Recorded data
╔══
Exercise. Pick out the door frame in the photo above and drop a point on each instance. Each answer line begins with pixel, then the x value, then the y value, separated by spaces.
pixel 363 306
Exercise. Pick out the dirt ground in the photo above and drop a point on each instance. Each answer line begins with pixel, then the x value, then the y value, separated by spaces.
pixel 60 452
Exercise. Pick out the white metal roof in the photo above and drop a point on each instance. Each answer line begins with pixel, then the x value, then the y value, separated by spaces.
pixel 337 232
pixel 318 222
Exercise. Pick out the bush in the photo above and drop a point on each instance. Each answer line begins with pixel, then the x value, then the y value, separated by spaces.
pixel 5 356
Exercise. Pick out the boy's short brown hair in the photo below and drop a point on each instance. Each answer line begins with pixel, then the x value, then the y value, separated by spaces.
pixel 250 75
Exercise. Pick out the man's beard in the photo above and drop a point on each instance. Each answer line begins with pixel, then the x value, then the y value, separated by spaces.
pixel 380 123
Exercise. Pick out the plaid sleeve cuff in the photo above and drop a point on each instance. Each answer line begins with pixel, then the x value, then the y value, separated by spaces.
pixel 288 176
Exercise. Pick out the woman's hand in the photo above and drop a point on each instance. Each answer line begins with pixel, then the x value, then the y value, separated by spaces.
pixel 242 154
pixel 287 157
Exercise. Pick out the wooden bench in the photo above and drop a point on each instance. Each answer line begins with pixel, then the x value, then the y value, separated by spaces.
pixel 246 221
╚══
Start with the line that contains "Exercise. Pick out the boy's", end with the last line of the entries, and please retype every line in that span exactly, with no others.

THE ANSWER:
Exercise. Pick out the boy's short brown hair in the photo below and drop a point on each instance. Each answer line begins with pixel, then the x value, then the y value, separated by spaces.
pixel 250 75
Exercise. Pick out the man's beard in the photo above and drop a point on each instance. Each answer line begins with pixel, then the x value, then the y value, separated by spaces.
pixel 380 123
Exercise. Pick out the plaid sleeve cuff in the photo above and drop a point on each instance. Each answer line begins with pixel, then the x value, then the y value, separated by spaces.
pixel 288 176
Exercise. Pick out the woman's hand in the photo above and drop a point on each instance. Each answer line begins with pixel, then the x value, then the y value, separated by spaces.
pixel 242 154
pixel 287 157
Exercise. Pick out the wooden bench in the photo above and drop a point on each instance. Each answer line begins with pixel, then the x value, then the y value, separated by spaces.
pixel 246 221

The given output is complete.